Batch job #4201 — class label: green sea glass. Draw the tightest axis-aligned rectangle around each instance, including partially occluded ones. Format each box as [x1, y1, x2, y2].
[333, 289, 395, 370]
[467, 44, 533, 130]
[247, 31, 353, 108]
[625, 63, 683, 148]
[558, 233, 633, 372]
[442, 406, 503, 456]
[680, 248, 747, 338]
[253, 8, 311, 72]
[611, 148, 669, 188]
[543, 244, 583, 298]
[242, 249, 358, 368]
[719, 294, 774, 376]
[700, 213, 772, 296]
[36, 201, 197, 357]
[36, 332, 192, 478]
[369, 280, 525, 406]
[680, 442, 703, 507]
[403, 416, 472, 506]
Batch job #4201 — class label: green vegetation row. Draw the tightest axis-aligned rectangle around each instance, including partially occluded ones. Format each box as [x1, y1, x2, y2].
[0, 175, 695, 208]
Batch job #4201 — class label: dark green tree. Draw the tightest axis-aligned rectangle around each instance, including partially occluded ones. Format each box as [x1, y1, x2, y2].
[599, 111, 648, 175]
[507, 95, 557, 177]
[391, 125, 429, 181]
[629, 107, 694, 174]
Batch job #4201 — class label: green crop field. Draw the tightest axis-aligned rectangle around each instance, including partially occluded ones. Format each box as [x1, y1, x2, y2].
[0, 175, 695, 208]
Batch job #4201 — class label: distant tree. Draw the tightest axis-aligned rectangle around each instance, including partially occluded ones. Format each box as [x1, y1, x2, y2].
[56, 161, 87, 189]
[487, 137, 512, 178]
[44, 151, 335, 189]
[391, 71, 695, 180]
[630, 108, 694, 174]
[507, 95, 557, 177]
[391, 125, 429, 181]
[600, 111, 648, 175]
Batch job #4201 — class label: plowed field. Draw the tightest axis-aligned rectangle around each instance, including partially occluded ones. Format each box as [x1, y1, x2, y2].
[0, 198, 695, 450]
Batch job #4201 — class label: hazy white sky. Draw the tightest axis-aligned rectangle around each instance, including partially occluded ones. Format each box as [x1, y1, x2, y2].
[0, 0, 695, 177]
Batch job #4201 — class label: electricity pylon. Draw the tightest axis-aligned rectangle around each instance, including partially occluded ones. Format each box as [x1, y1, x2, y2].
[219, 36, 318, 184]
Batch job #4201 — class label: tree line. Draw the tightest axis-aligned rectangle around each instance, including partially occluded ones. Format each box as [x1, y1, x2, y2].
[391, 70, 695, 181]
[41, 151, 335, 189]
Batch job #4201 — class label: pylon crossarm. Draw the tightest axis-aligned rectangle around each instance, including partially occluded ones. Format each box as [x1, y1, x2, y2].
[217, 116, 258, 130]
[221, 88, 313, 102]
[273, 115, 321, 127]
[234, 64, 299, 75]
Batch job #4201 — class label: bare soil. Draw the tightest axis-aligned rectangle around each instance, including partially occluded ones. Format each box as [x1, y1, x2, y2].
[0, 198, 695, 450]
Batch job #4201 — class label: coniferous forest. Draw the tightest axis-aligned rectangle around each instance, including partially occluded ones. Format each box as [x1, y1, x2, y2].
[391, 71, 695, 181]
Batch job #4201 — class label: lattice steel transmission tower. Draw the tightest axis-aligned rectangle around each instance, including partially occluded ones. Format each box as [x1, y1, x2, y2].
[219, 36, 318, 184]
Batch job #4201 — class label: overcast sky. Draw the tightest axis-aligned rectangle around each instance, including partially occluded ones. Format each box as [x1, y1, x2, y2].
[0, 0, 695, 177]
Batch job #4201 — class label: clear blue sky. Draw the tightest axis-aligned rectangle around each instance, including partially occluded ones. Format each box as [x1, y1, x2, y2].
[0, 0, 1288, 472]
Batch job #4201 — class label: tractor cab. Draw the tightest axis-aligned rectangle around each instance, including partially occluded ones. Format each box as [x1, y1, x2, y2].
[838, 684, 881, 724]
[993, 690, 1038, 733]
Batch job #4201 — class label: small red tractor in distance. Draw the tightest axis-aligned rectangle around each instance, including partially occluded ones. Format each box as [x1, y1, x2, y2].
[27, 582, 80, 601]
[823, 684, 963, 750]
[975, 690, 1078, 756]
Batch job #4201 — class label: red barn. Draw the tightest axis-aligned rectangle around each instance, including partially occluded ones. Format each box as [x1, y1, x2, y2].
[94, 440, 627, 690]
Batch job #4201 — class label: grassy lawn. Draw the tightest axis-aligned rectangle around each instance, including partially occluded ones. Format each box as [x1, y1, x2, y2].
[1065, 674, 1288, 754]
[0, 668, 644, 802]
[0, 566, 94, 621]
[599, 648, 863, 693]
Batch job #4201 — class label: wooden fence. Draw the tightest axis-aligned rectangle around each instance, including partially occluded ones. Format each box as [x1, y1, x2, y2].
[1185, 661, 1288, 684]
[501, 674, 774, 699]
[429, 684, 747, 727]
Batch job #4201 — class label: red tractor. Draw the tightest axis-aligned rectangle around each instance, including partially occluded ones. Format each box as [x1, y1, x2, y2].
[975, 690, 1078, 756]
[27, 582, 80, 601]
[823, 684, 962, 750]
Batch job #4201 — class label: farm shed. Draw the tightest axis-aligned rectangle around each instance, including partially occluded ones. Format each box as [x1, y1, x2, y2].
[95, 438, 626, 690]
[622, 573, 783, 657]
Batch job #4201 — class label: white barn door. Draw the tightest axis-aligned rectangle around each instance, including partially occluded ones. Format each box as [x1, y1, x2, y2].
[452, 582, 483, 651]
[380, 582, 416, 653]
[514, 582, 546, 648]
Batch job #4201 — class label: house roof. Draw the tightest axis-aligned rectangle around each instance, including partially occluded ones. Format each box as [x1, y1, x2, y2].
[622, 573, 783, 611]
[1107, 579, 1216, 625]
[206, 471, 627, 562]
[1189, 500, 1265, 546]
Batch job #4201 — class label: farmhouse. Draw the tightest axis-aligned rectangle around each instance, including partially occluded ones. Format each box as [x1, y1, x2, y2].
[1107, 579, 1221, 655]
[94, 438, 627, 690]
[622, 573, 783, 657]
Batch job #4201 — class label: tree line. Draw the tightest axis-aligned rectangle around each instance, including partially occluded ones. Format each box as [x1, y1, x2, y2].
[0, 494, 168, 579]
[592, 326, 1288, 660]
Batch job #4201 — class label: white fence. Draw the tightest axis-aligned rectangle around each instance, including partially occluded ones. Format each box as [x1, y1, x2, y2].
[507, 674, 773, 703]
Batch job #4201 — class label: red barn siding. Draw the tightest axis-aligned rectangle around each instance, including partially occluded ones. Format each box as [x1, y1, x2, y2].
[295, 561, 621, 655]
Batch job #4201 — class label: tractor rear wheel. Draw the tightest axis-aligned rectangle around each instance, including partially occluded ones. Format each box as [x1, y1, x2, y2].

→ **Directions**
Copy out everything from the line containing "Batch job #4201 — class label: electricity" down to the line containing "[41, 151, 335, 189]", both of those lines included. Keep all wording unchanged, and offset every bounding-box coordinate by adding 127.

→ **Exercise result**
Batch job #4201 — class label: electricity pylon. Draw the tightest axis-aligned rectangle around each instance, including partially occluded ones. Format each box as [x1, y1, x2, y2].
[346, 163, 445, 311]
Batch job #4201 — class label: tree line. Draw the tightest axis-aligned rectangle around each instance, including partially occluded ones. Format each box as [x1, y1, x2, y2].
[518, 197, 822, 308]
[168, 278, 462, 316]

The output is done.